J’ai dit « valeur » et c’est bien cela même dont je veux parler ; c’est le point capital sur lequel je voudrais attirer votre attention.
Nous sommes aujourd’hui en présence d’une véritable et gigantesque transmutation de valeurs (pour employer l’expression excellente de Nietzsche), et en intitulant cette conférence « Liberté de l’Esprit », j’ai fait simplement allusion à une de ces valeurs essentielles qui semblent à présent subir le sort des valeurs matérielles.
J’ai donc dit « valeur » et je dis qu’il y a une valeur nommée « esprit », comme il y a une valeur pétrole, blé ou or.
J’ai dit valeur, parce qu’il y a appréciation, jugement d’importance, et qu’il y a aussi discussion sur le prix auquel on est disposé à payer cette valeur : l’esprit.
On peut avoir fait un placement de cette valeur ; on peut la suivre, comme disent les hommes de la Bourse ; on peut observer ses fluctuations, dans je ne sais quelle cote qui est l’opinion générale du monde sur elle.
On peut voir, dans cette cote qui est inscrite en toutes les pages des journaux, comment elle vient en concurrence ici et là avec d’autres valeurs.
Car il y a des valeurs concurrentes. Ce seront, par exemple : la puissance politique, qui n’est pas toujours d’accord avec la valeur esprit, la valeur sécurité sociale, et la valeur organisation de l’Etat.
Toutes ces valeurs qui montent et qui baissent constituent le grand marché des affaires humaines. Parmi elles, la malheureuse valeur esprit ne cesse guère de baisser.

La considération de la valeur esprit permet, comme toutes les valeurs, de diviser les hommes, selon la confiance qu’ils mirent en elle.
Il y a des hommes qui ont tout misé sur elle, tous leurs espoirs, toutes leurs économies de vie, de cœur et de foi.

CONSIGNE => D'après le texte proposé, quelle évolution connaît la valeur esprit sur le grand marché des affaires humaines ?

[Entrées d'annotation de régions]
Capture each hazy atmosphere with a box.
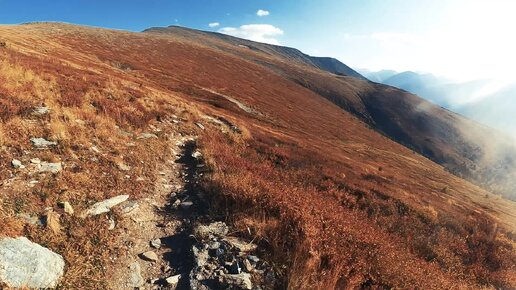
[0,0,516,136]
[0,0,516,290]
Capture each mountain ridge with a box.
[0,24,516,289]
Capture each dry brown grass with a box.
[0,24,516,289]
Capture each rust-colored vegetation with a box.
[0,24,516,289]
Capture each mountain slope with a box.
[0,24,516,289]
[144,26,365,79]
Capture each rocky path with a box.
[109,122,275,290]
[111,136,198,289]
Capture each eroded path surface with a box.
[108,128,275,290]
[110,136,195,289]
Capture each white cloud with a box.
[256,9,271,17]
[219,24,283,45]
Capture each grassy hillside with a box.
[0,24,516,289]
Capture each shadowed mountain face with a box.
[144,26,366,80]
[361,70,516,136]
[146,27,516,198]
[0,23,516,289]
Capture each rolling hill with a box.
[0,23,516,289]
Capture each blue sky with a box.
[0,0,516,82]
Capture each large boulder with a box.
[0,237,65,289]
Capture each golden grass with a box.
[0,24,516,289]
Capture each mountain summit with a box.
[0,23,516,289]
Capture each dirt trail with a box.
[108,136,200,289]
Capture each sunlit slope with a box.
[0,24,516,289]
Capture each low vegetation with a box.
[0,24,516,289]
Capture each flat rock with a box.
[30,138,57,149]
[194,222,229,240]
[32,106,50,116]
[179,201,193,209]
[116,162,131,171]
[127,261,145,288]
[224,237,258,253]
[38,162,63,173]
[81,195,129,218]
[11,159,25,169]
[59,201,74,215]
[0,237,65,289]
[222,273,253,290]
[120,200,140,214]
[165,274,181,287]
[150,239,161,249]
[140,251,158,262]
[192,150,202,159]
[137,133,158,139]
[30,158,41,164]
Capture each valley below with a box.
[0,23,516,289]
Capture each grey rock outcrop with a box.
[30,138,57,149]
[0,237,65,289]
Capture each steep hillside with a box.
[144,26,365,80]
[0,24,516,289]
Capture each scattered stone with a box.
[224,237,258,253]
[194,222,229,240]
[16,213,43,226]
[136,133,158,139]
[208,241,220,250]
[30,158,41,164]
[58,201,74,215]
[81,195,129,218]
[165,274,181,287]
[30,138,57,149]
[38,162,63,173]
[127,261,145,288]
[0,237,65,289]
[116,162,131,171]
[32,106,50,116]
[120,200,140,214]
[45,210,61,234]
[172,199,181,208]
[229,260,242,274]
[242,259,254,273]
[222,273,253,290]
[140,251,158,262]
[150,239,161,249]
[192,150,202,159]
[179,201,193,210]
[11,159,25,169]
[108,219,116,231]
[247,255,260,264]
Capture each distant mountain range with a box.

RÉPONSE ATTENDUE => Elle ne cesse guère de baisser.